* _Text under study_
>>>
COVID-19 Florida: Home builders see sales success as behavior shifts
SWFL home builders find sales success after pandemic changes home-buying priorities
Andrew Wigdor | Fort Myers News-Press
Published 6:00 a.m. ET Jul. 17, 2020
Southwest Florida home builders are finding sales success despite the coronavirus pandemic. In fact, some builders say it’s because of the pandemic that the numbers are sky-high. While the pandemic originally put downward pressure on the region’s real estate market, experts say that a resurgence has come due to a pent-up demand from home buyers. And builders of new, custom homes may be in the best position to take advantage of this demand. Home builders see high interest in buyers from densely populated areas. In recent weeks, Coral Gables-based home building company CC Homes has seen success in Southwest Florida that outpaces that of last year.
Diana Ibarria, senior vice president of CC Homes, said the increases are a direct result of the pandemic’s shifting of lifestyle priorities. Specifically, sales in the company’s Ave Maria community, which promises a “laid-back Florida lifestyle,” have seen year-over-year increases of more than 50% in May and June. She said that over 70% of those sales are coming from residents on the East Coast that have been hit hard by the pandemic, such as Miami.
“It’s very quiet and away from crowds,” Ibarria said. “A lot of the people who have come out, that’s what they’e looking for, away from the chaos … The majority of our increased sales are coming from those hard-hit areas.”
A new nationwide survey from Fast released Thursday shows that 35% of American workers are thinking of relocating because of COVID-19. Workers are interested in less-populated areas and a lower cost of living, the survey says, and part of their motivation is because there are more opportunities to work remotely than before the pandemic.
East Coast counties Miami-Dade, Broward and Palm Beach have been particularly impacted by the pandemic, with a large amount of the state’s new cases coming from the area. Communities like CC’s Maple Ridge in Ave Maria are less dense than that of areas such as Miami and offer large lots and plenty of open space, Ibarria said.
“Even if you want to social distance, there’s plenty of outdoor space,” she said.
The company’s Naples community, Fronterra, has also seen year-over-year increases of about 30% in May and June, and she expects July to be a record month for both communities. The average CC home price is around $300,000, but they range from around $220,000 to over $400,000, according to Ibarria.
Other amenities that make the company’s homes desirable in the post-coronavirus reality are home offices that are offered in some of the CC homes, Ibarria said. She noted that the pandemic has made employers realize that workers are “just as productive” when working from home, freeing up these workers to move and work from wherever they want.
“The distance is not mattering as much,” she said.
CC Homes has adapted to the situation through their virtual buying program, in which clients never have to come to a CC office in person to buy. She said that this online method is making up about a quarter of the company’s sales. And even as coronavirus cases continue to surge in Florida, the company’s sales aren’t slowing down.
<<<
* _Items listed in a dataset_
>>>
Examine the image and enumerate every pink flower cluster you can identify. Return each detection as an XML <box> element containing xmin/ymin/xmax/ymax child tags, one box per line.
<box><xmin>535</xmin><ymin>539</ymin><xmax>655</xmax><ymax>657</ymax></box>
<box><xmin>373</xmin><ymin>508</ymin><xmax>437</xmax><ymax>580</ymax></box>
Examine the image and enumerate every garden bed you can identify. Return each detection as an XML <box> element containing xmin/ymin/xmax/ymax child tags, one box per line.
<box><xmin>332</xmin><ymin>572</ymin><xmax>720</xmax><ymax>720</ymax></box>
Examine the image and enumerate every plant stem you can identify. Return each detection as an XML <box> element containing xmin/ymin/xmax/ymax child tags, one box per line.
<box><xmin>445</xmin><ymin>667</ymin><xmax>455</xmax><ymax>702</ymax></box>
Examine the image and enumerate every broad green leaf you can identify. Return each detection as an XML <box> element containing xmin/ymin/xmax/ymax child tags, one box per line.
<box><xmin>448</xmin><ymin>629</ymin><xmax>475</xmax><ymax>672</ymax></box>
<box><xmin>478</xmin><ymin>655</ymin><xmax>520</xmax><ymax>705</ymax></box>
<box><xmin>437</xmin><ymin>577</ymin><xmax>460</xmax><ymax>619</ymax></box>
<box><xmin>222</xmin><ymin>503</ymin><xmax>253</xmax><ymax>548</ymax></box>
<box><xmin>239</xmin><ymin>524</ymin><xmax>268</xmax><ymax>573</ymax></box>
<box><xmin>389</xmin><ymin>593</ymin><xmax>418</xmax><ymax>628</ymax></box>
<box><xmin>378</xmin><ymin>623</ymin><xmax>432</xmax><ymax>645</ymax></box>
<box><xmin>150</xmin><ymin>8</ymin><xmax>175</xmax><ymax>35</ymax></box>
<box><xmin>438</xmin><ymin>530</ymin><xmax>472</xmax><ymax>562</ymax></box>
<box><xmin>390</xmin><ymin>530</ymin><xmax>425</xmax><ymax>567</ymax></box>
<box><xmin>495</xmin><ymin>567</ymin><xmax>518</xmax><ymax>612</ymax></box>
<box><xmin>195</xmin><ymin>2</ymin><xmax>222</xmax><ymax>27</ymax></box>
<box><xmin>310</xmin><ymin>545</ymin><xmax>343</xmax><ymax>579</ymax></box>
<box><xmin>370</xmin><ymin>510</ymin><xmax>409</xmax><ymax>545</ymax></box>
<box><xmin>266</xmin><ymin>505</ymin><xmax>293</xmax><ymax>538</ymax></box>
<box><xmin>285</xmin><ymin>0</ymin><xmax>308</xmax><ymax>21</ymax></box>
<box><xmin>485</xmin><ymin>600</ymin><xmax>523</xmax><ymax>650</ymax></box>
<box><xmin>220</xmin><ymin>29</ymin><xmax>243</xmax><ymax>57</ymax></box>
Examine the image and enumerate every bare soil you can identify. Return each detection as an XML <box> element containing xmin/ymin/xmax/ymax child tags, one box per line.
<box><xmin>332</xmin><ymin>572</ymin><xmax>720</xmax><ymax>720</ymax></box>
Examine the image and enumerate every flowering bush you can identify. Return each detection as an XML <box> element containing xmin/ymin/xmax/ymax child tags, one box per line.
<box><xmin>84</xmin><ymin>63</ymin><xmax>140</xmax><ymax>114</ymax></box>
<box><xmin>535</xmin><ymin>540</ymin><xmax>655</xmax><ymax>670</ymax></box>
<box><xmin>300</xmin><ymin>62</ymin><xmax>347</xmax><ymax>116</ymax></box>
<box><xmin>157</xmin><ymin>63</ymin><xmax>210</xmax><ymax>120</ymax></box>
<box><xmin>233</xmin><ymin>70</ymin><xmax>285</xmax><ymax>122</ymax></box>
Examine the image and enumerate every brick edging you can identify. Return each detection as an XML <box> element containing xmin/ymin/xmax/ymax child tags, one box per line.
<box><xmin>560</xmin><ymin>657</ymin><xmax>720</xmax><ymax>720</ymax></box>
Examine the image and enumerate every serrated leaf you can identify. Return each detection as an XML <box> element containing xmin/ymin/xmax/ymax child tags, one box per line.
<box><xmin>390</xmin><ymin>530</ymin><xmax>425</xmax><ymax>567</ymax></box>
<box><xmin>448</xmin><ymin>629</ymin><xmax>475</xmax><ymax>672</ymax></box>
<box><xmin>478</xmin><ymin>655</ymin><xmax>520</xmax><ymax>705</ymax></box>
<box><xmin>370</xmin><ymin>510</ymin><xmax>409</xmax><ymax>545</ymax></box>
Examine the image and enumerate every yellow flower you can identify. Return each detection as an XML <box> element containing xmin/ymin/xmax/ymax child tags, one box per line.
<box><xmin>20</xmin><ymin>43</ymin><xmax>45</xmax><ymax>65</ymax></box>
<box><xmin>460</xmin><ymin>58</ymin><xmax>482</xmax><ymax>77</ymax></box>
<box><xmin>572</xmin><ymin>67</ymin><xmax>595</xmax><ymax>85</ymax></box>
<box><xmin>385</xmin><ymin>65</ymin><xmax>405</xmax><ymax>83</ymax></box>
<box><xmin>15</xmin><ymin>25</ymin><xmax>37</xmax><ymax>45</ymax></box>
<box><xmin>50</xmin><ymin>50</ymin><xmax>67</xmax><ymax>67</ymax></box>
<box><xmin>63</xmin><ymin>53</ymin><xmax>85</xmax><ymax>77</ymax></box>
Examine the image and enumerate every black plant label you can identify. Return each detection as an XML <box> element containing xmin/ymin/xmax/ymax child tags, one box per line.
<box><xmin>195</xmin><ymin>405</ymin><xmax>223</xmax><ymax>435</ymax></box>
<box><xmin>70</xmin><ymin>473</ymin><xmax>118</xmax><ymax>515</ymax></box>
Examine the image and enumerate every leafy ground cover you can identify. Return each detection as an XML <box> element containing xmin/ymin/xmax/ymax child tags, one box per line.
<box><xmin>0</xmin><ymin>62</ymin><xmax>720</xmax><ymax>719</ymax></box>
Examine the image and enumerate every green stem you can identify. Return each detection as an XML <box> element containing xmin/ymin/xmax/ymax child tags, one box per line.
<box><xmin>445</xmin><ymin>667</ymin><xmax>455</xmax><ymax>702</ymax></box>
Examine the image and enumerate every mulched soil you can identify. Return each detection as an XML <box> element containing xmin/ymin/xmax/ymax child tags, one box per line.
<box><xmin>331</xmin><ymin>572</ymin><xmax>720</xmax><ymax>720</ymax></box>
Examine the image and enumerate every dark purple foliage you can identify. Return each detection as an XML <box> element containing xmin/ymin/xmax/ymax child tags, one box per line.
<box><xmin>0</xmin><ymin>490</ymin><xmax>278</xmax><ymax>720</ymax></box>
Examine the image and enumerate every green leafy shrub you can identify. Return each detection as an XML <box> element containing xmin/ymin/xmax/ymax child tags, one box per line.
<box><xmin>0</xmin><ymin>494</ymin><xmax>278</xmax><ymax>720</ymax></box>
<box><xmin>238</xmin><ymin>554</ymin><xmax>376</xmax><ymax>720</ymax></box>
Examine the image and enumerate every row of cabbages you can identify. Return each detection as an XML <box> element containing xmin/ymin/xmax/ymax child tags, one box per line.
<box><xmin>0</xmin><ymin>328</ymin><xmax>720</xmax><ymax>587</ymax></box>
<<<
* _Tasks_
[1] Reproduce word for word the part of the home-sales article that opens with "The company’s Naples" and closes with "according to Ibarria.".
[2] Take the article on Southwest Florida home builders further, picking up after its final sentence.

* _Answers below_
[1]
The company’s Naples community, Fronterra, has also seen year-over-year increases of about 30% in May and June, and she expects July to be a record month for both communities. The average CC home price is around $300,000, but they range from around $220,000 to over $400,000, according to Ibarria.

[2]
“When I heard the (coronavirus case) numbers were going to be worse, I got scared maybe the sales would slow down, but it’s been the opposite,” she said. “The traffic is incredible. We’re getting over 100 people a week coming out to the office besides all the virtual appointments that we do. It boggles the mind how many people are interested.”
The luxury home building market has also seen success during the pandemic. Builders are “doing really well right now for a couple of reasons,” according to Denny Grimes, the president of his Keller Williams Realty team in Fort Myers and annual keynote speaker for The News-Press’ Market Watch event. The first, he said, is pent-up demand from those who would have shopped during the earlier months of the year but were hesitant due to the pandemic.
“Builders are riding that wave,” he said. He also said that the pandemic has caused many sellers of existing homes to now be hesitant to put their homes on the market, leading to a shortage of supply. That shortage of supply paired with a strong demand to move to Southwest Florida from people in the Midwest and Northeast, as well as in-state areas like Miami, has fed more customers to area homebuilders.
“People want to be in less dense environments,” he said. “They’re moving out of metropolitan areas and moving to the suburbs … We’re not just seeing a shortage of sellers, we’re seeing an influx of buyers coming from these uncomfortable areas. And there’s nothing like owning a new home … Builders’ hammers are probably red-hot right now because there is this strong demand.”
Due to these factors, as well as the record-low interests rates seen in the U.S. now, people are more willing to purchase a new home, even if it means paying more, Grimes said. Mortgage investor Freddie Mac reported Thursday that the average rate on 30-year home loans fell this week to 2.98% from 3.03% last week, the lowest level in 50 years.
“When you look at all the things that are happening in the marketplace,” Grimes said, “all the lights are green for builders to have a stellar year.”